* [Task objective] Collect every line of the data below that contains the string "wall" and copy each one in full. The match is case-sensitive.

+ + + + +

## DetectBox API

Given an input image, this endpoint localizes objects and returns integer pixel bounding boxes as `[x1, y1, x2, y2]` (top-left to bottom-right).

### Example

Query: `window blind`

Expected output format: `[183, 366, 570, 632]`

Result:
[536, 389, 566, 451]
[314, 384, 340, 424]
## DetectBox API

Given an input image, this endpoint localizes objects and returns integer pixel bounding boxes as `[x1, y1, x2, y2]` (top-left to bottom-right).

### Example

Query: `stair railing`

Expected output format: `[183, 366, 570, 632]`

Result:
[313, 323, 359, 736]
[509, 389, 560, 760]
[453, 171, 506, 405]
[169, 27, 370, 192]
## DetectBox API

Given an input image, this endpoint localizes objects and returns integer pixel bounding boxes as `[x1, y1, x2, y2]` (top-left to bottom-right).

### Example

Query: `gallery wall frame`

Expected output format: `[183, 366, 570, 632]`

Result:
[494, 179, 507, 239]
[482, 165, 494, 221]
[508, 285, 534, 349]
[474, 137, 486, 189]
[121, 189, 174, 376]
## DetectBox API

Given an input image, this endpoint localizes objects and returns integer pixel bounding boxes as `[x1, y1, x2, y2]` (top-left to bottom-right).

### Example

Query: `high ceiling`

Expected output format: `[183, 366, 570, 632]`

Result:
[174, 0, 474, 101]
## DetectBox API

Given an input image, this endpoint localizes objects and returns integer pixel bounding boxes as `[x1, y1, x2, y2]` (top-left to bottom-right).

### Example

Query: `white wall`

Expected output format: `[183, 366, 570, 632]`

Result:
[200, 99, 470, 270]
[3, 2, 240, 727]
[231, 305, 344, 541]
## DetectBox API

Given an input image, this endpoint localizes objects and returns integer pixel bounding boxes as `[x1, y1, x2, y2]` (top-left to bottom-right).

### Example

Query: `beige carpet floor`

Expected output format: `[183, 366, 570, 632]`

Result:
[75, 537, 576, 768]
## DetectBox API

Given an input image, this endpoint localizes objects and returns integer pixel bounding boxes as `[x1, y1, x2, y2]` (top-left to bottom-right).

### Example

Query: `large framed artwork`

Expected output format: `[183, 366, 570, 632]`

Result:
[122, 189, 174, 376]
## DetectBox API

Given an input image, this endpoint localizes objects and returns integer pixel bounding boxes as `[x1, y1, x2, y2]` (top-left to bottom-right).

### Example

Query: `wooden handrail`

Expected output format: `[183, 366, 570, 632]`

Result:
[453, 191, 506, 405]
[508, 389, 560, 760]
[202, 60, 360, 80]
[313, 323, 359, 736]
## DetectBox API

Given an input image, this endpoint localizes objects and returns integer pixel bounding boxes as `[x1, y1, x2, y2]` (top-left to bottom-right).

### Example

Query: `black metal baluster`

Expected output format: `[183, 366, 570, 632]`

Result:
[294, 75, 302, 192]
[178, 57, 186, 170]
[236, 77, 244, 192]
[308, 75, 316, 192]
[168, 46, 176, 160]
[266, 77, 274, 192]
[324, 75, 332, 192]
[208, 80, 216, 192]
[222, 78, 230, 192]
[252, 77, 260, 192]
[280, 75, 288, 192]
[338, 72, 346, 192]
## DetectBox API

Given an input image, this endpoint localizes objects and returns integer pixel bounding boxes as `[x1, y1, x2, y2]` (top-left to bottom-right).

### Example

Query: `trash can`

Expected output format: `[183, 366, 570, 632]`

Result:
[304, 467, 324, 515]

+ + + + +

* [Solution below]
Query: `gallery wall frame`
Query: `white wall`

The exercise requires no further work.